EXERCISE:
Copy out every entry below verbatim, leaving out the picture.

EXTRACTED DATA:
____________
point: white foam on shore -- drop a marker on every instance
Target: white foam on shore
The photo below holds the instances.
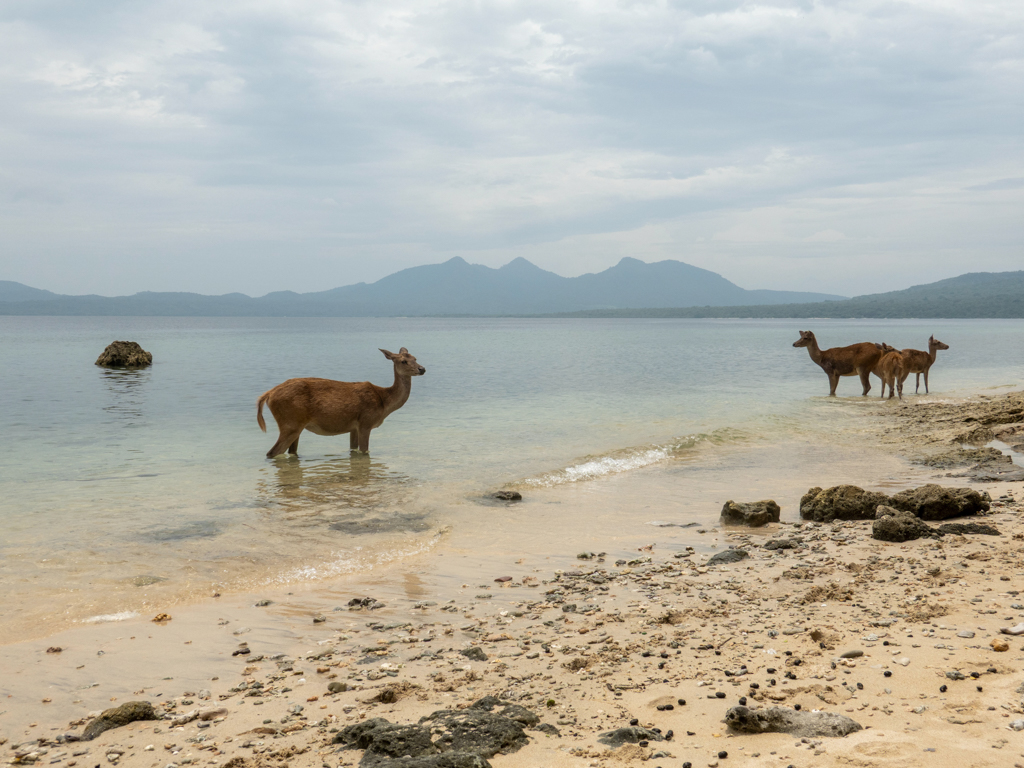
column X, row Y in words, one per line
column 124, row 615
column 630, row 459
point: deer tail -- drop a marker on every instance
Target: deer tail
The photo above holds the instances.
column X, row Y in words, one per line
column 259, row 410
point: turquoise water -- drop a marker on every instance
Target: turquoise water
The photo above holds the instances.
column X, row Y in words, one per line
column 115, row 478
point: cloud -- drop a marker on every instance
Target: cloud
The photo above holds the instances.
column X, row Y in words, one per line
column 194, row 145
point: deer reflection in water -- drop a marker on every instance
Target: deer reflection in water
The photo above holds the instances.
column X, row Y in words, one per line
column 351, row 494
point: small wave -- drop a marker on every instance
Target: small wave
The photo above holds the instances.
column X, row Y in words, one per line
column 630, row 459
column 124, row 615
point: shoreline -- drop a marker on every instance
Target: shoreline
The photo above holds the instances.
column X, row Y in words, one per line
column 539, row 654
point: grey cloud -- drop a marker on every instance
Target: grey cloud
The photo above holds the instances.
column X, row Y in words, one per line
column 206, row 136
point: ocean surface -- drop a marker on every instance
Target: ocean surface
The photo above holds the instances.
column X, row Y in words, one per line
column 122, row 489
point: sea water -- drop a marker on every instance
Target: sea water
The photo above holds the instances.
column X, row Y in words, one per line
column 125, row 488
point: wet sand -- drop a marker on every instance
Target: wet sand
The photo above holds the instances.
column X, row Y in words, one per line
column 587, row 644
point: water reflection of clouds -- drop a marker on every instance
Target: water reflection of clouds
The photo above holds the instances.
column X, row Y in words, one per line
column 127, row 390
column 350, row 494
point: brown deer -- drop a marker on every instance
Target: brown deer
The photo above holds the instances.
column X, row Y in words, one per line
column 856, row 359
column 890, row 369
column 330, row 408
column 916, row 361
____________
ANSWER IN FULL:
point: white foam on shore -- drop a marker on every instance
Target: white foam on shore
The photo below holds the instances.
column X, row Y in words, one per line
column 124, row 615
column 630, row 459
point: deer tail -- drop a marker on every instance
Target: deer tail
The photo above holds the instances.
column X, row Y in words, one per line
column 259, row 410
point: turquoise water -- drop a marker on every instance
Target: turquoise water
The photo above holds the instances.
column X, row Y in words, one per line
column 115, row 478
point: cloud -- drop a marker on every instance
Target: cloud
The photo above holds the instances.
column X, row Y in words, one per line
column 194, row 145
point: deer reflection in water -- drop a marker on every instance
Target: deer reflection in water
The photo above holds the instances.
column X, row Y in words, one per line
column 351, row 494
point: small wave -- drop a marker on every instance
Target: small wave
The photo above holds the instances.
column X, row Y in words, one per line
column 630, row 459
column 124, row 615
point: shoreline -- drop a marker on every instance
Target: shoreline
The photo above holds the instances.
column X, row Y in words, one per line
column 539, row 654
point: grey cloud -- drop a marker on every instance
Target: grey cloud
The photo above holds the instances.
column X, row Y in words, one per line
column 206, row 136
point: ocean surface -- drop a marker on every instance
Target: ocean surface
The photo above holds the instances.
column X, row Y in words, one per line
column 122, row 489
point: sea water -- drop a marker on every instance
Target: sea water
The photo above holds the instances.
column X, row Y in words, one per line
column 125, row 488
point: wet sand -- drop a marker on every instance
Target: wet sand
The photo above holds the instances.
column X, row Y in words, one per line
column 587, row 644
point: water reflection of clouds -- drop a marker on every instance
Target: water reflection of clouds
The photo above holds the instances.
column X, row Y in words, one per line
column 127, row 390
column 350, row 494
point: brown deer -- drop a marker on every instance
Target: brown deer
The photo above holds the instances.
column X, row Y in words, one per line
column 856, row 359
column 890, row 369
column 330, row 408
column 916, row 361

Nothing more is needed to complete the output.